L’autore, ossia la mano umana dietro il ritaglio, sembra sempre alludere a forme di automatismo totale, concentrate sulla natura viscerale, immediata, sensuale, iconica, ma intrinsecamente transeunte e usa e getta dei contenuti diffusi. Una sorta di arte autogenerata.

Personalmente ho un tumblelog (ovvio) su Tumblr, che si intitola Phil Log Book. Per molto tempo mi sono chiesto come utilizzarlo al meglio, visto che questa filosofia che ho appena descritto non incontra particolarmente i miei favori. Giungendo a una conclusione. Visto che un tumblelog tende a essere esperienza “non autoriale”, io farò l’esatto contrario; lo userò come strumento “iper autoriale”, insistendo sulla centralità dei miei commenti ai materiali multimediali di volta in volta pubblicati, ripubblicati, pescati o appunto ritagliati qua e là.

Ancora su Twitter/X e Bluesky

Perché avere sia un account Twitter/X che uno Bluesky? Parlando per me, di certo posso dire di essere tutto fuorché un sostenitore di Elon Musk. Ma mi chiedo: che c’entra Musk in quello che alla fine della giostra è un servizio? Il Twitter dell’era X ha delle caratteristiche; Bluesky ne ha delle altre. Tutto qui.

Recentemente ho per esempio sottoscritto un abbonamento premium “plus” che mi permette di usare Grok, un assistente AI integrato, effettivamente interessante, più svariate funzioni aggiuntive che mi hanno permesso di mie analoghe partecipazioni in altre piattaforme. Perché dovrei rinunciare? Ogni giorno, peraltro, prendo per i fondelli Musk dalla balaustra del suo stesso social network, e non mi pare di avere la CIA appresso. Anzi. Musk, in definitiva, altro non è che un imprenditore che cerca piuttosto rocambolescamente di pararsi il culo (anche con la politica), e alla fine, se notate, la butta sempre in ridere. Non credo si prenda troppo sul serio, e non credo neppure sia il caso di prenderlo troppo sul serio.

________________________

- Compiti ed esercizi
a: Ricopia il passo dell'estratto sui social network partendo dalle parole "Personalmente ho un" e fermandoti dopo "altre. Tutto qui.".
b: Secondo l'estratto sui social network, qual è il titolo del tumblelog che chi scrive ha su Tumblr?
c: Continua l'estratto sui social network dopo la sua ultima frase.
I dati non hanno alcun rapporto con l'estratto sui social network.

- Blocco dati
________________________

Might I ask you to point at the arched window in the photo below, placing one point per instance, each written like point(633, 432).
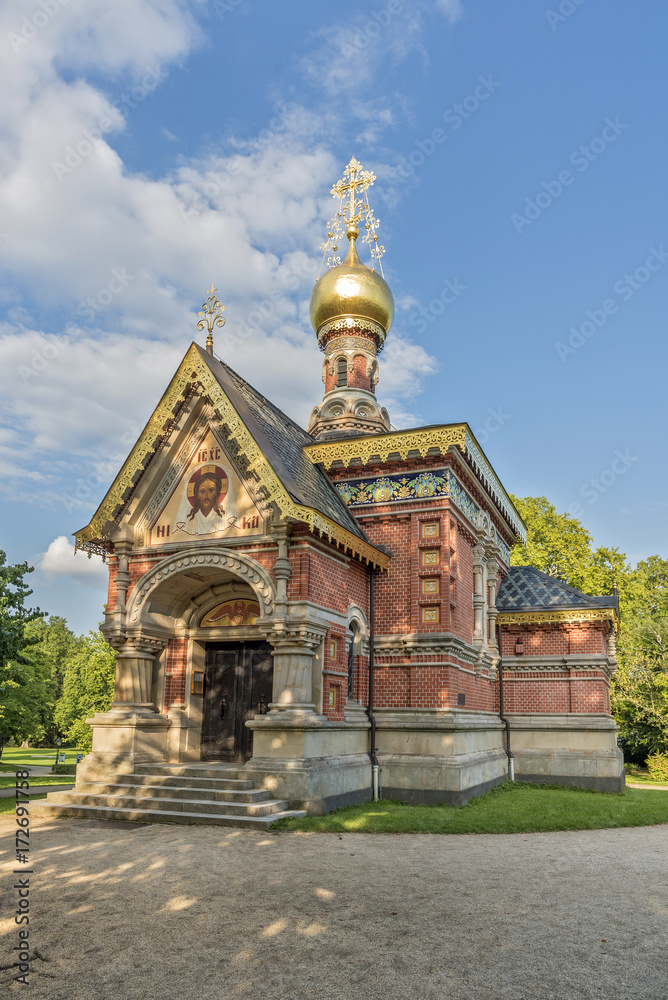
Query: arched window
point(341, 372)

________________________

- Risultati per compito
a:
Personalmente ho un tumblelog (ovvio) su Tumblr, che si intitola Phil Log Book. Per molto tempo mi sono chiesto come utilizzarlo al meglio, visto che questa filosofia che ho appena descritto non incontra particolarmente i miei favori. Giungendo a una conclusione. Visto che un tumblelog tende a essere esperienza “non autoriale”, io farò l’esatto contrario; lo userò come strumento “iper autoriale”, insistendo sulla centralità dei miei commenti ai materiali multimediali di volta in volta pubblicati, ripubblicati, pescati o appunto ritagliati qua e là.

Ancora su Twitter/X e Bluesky

Perché avere sia un account Twitter/X che uno Bluesky? Parlando per me, di certo posso dire di essere tutto fuorché un sostenitore di Elon Musk. Ma mi chiedo: che c’entra Musk in quello che alla fine della giostra è un servizio? Il Twitter dell’era X ha delle caratteristiche; Bluesky ne ha delle altre. Tutto qui.

b: Phil Log Book.

c:
Dall’altro lato, Bluesky è oggettivamente il Twitter delle origini. Pochissime funzioni, pochissimi caratteri a disposizione. In sostanza, un luogo dove citare cose scritte altrove, oppure informare la nostra comunità di quello che stiamo facendo o pensando, usando testo e immagini. Punto, fine, stop. Il suo punto di forza è indubbiamente rappresentato dal minimalismo, e la cosa ha senso… L’idea del cielo blu, del respiro, del campo aperto, è perfettamente calzante.

Personalmente credo che la ridondanza funzionale di Twitter/X possa avere senso solo se confinata ad usi profondamente creativi e ironici (ossia, anti-automatici), oppure limitati all’ambito strettamente professionale. Quando a Bluesky, la situazione è opposta: la piattaforma stessa necessita di creatività per ottenere il massimo dal minimo, e dunque veicola un uso di per sé personale, più intimo e classico. In certo senso nostalgico, ma sempre lungo la direttrice dell’innovazione e della modernità. In Twitter/X devo impormi dei confini per essere efficace e non uniformarmi alla corrente. In Bluesky questi confini ci sono già…

(Tra l’altro, devo conoscere questa tipa…)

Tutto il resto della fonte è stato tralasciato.